**Passage given:**
Microservice (or microservice architecture) is an architectural style that structures an application as a collection of layers (or services). It can allow developers to design applications by decomposing the application into layers that implement specific functions. The microservice architecture can be suitable for rapid, frequent and reliable delivery of applications that are large and/or complex. The various layers can communicate with each other through standardized application programming interfaces (APIs).

Various aspects of the disclosed subject matter may provide one or more of the following capabilities.

In one implementation, a method includes receiving data characterizing a notification indicative of modification to a first source code of a first layer of a software architecture. The first layer is stored in a first repository of a plurality of repositories of a microservice. The method further includes generating a modified first package including a first computer-executable code generated by at least compiling the first source code and assigning a unique first name to the modified first package. The method further includes transmitting an instruction to a repository manager of a package repository to store the modified first package with the assigned first name in the package repository. The method also includes generating a first modified container image including the modified first package.

One or more of the following features can be included in any feasible combination.

In some implementations, the method further includes executing the first modified container image. The first modified container image further includes a microservice layer including a microservice source code configured to execute source codes in a plurality of packages in the modified container image by at least communicating between one or more packages of the plurality of packages. The plurality of packages includes the modified first package.

In some implementations, the method further includes retrieving at least a second source code of a second layer of the plurality of layers. The method also includes generating a modified second package including a second computer-executable code generated by at least compiling the second source code and assigning a unique second name to the modified second package. The method further includes transmitting an instruction to the repository manager of the package repository to store the modified second package with the assigned second name in the package repository. The method also includes generating a second modified container image including the modified second package and the modified first package.

In some implementations, the method further includes receiving data characterizing a second notification indicative of modification to the second source code of the second layer of the software architecture. In some implementations, the software architecture includes a plurality of layers including the first layer and the second layer. The first layer is stored in a first repository of the plurality of repositories and the second layer is stored in a second repository of the plurality of repositories.

In some implementations, the package repository is configured to store packages associated with each of the plurality of layers of the software architecture. In some implementations, source code of each of the plurality of repositories is configured to be independently compiled. In some implementations, the method further includes retrieving at least the first source code of the first layer. In some implementations, the software architecture is configured to be executed on a plurality of compute nodes.

These and other capabilities of the disclosed subject matter will be more fully understood after a review of the following figures, detailed description, and claims.

Microservice or microservice architecture can allow for software development by dividing a software architecture into multiple layers or modules (e.g., based on functionality). The source code of the various layers can be interdependent. For example, a first source code (e.g., a class) in a first layer can be dependent on (e.g., call upon) a second source code (e.g., a class) in a second layer, and changes made to the first source code can affect the second source code and vice-versa. The various layers can be stored in the same data repository and can be compiled as a unit to generate a package. This form of dependency can be referred to as tight-coupling. Tight coupling between the layers of the software architecture can render the process of software development on the microservice inefficient. For example, developers may not be able to independently work on the source code of the different layers of a tightly coupled architecture (e.g., independently compile an updated version of the source code of a given layer).

Data extracted from a collection
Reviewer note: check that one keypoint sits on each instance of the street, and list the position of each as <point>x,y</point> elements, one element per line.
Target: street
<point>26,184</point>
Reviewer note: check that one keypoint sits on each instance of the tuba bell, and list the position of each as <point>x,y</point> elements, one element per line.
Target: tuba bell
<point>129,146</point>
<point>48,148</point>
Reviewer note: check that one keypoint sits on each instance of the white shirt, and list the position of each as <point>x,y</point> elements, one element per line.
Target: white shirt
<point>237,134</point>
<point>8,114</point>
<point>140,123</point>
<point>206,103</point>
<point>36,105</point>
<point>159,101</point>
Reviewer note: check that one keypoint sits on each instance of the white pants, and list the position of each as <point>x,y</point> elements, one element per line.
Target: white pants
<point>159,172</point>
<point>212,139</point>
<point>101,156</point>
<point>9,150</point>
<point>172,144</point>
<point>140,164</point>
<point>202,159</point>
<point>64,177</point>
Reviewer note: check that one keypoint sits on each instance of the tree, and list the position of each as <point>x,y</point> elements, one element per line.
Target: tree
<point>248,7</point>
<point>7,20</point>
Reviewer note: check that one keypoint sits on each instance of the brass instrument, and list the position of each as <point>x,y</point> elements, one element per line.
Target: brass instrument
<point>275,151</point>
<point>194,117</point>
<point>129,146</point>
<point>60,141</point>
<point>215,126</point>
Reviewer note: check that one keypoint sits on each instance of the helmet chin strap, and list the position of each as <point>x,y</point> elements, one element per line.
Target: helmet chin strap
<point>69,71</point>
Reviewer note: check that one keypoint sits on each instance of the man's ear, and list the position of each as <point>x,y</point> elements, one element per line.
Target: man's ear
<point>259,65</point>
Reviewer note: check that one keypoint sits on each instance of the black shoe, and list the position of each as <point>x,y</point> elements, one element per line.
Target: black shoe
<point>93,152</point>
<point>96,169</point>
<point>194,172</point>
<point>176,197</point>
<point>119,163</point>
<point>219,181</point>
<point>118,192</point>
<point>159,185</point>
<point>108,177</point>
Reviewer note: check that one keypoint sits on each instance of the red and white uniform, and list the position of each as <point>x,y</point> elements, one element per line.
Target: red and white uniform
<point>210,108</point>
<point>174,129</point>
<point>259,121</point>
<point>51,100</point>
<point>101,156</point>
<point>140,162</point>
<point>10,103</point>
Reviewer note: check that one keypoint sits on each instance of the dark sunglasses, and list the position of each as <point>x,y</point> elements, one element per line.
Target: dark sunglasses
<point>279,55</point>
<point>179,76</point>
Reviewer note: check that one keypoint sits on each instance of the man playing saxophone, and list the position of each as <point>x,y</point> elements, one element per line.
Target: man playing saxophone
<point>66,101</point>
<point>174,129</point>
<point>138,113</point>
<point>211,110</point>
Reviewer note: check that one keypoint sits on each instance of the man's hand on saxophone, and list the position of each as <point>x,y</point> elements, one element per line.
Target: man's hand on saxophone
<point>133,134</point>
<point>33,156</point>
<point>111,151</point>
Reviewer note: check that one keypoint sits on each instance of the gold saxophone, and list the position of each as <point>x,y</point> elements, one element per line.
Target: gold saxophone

**Goal A:**
Answer these questions using the passage on microservice architecture:
(i) Through what can the various layers communicate with each other?
(ii) What name is given to the form of dependency in which the layers are stored in the same data repository and compiled as a unit?
(iii) In some implementations, on what is the software architecture configured to be executed?
**Goal B:**
Print the part of the microservice passage starting with "Microservice (or microservice" and going on through "programming interfaces (APIs).".

**Expected output A:**
(i) Standardized application programming interfaces (APIs).
(ii) Tight-coupling.
(iii) A plurality of compute nodes.

**Expected output B:**
Microservice (or microservice architecture) is an architectural style that structures an application as a collection of layers (or services). It can allow developers to design applications by decomposing the application into layers that implement specific functions. The microservice architecture can be suitable for rapid, frequent and reliable delivery of applications that are large and/or complex. The various layers can communicate with each other through standardized application programming interfaces (APIs).